• [Exercise details]:
Write the entries below out again exactly; any picture in them stays out.
--- start The data ---
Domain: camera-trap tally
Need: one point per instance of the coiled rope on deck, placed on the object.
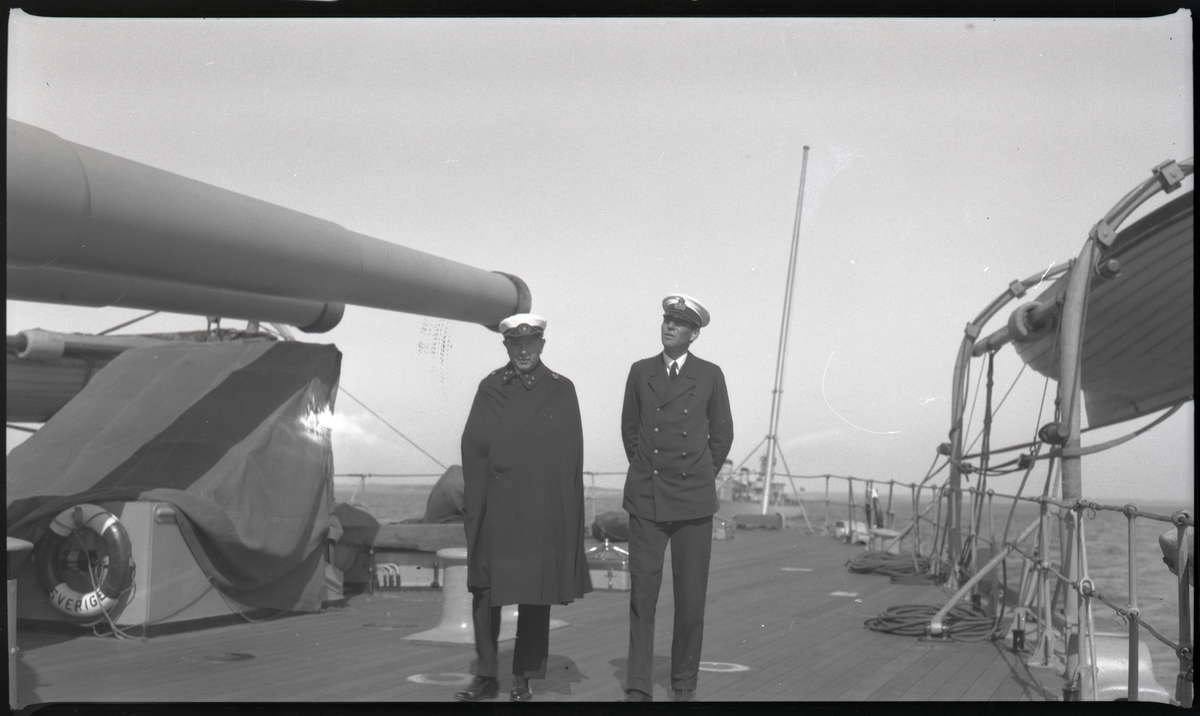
(964, 623)
(901, 567)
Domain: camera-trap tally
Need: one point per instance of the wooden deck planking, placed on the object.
(886, 667)
(923, 689)
(975, 668)
(799, 642)
(987, 684)
(918, 669)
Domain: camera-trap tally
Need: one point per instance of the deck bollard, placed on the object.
(456, 625)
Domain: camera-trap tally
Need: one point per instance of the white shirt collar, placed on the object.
(681, 361)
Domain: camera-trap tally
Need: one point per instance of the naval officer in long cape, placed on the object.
(522, 465)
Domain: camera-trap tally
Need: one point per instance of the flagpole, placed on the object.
(777, 392)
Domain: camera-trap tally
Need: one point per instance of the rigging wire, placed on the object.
(129, 323)
(393, 427)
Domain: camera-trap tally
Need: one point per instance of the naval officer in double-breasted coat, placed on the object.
(677, 429)
(522, 467)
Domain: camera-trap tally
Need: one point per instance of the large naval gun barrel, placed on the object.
(89, 228)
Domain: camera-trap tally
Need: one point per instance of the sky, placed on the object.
(611, 162)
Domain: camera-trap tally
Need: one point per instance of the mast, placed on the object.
(781, 354)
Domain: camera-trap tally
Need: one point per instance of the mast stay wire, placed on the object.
(391, 426)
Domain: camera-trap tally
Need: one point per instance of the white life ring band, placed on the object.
(117, 577)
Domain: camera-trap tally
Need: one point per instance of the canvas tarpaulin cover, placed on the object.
(231, 434)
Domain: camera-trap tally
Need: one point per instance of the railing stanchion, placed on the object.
(1183, 685)
(827, 504)
(1132, 518)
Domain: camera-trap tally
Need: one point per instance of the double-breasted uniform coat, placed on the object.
(677, 435)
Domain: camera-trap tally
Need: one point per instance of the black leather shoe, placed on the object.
(480, 687)
(521, 691)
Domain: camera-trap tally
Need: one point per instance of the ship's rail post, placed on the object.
(891, 516)
(916, 513)
(850, 510)
(868, 504)
(1045, 608)
(1183, 681)
(827, 503)
(1132, 521)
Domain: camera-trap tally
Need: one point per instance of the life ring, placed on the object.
(118, 572)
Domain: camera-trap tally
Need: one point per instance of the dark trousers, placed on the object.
(533, 637)
(691, 545)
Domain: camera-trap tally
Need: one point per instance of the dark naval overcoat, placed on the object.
(677, 437)
(522, 467)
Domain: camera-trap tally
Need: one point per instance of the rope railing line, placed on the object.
(1127, 614)
(1093, 591)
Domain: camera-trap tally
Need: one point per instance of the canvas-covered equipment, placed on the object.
(234, 435)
--- end The data ---
• [Response]:
Domain: camera-trap tally
Need: one point per instance of the coiled rope on deck, placed on the object.
(964, 623)
(901, 567)
Domain: camera-trap tally
Need: one point per instance of the wooden deck planking, placed on the object.
(886, 667)
(923, 689)
(975, 668)
(799, 642)
(987, 684)
(918, 669)
Domain: camera-trap tally
Need: one point per instance of the deck bollard, placed on the object.
(456, 625)
Domain: camera-trap tally
Need: one point per instance of the white shirt collar, placed on the object.
(681, 361)
Domain: camera-trap tally
Need: one point per instance of the naval officer in long cape, placed on the object.
(522, 465)
Domain: camera-trap tally
Need: one point per instance of the flagpole, placed on the object.
(777, 392)
Domain: camera-trap tally
Need: one point per instance of the rigging wire, placed on the object.
(129, 323)
(393, 427)
Domain: camera-trap tally
Need: one point per instance of the naval officer in double-breasted coat, placed on the object.
(677, 429)
(522, 467)
Domain: camera-trap tally
Need: one point per instance of the large naval gun barrel, placed on the object.
(89, 228)
Domain: camera-trap tally
Need: one point per instance of the sky, placed on the object.
(611, 162)
Domain: camera-trap tally
Need: one point per instance of the mast, placed on the object.
(781, 354)
Domain: camera-trap tally
Need: one point per instance of the mast stay wire, placed on the object.
(391, 426)
Domain: camera-trap tally
Need: one point per instance of the white life ring band, placed on the object.
(117, 577)
Domain: camera-trap tally
Need: one point per instance of the canvas tarpaulin cover, placed on the object.
(231, 434)
Domain: camera-trap tally
Need: one point per instance of the railing stanchion, placed on the object.
(1183, 685)
(827, 504)
(1132, 518)
Domain: camera-trap tally
Need: one point per instance of the double-breasted uniform coat, placed on the object.
(677, 435)
Domain: camera-trap tally
Need: one point per instance of the black leather shoe, placed on the object.
(480, 687)
(521, 691)
Domain: camera-trap tally
Need: one point per instance of the ship's rail post, placed on the object.
(891, 516)
(916, 513)
(850, 510)
(868, 504)
(1045, 608)
(1183, 681)
(827, 503)
(1132, 521)
Domain: camera-trap tally
Need: one point per instance of the life ring, placed on the object.
(118, 572)
Domain: camera-trap tally
Need: one point per instance of the dark trousers, placed on the object.
(533, 637)
(691, 545)
Domain: camera-trap tally
Need: one point per instance of the dark naval overcoat, placed on the object.
(677, 437)
(522, 467)
Domain: camera-trap tally
Need: one point per instance of the rope railing line, placed on the object.
(1127, 614)
(1093, 591)
Domain: camera-trap tally
Need: one point per instance of the canvas-covered equipment, placed on the object.
(234, 435)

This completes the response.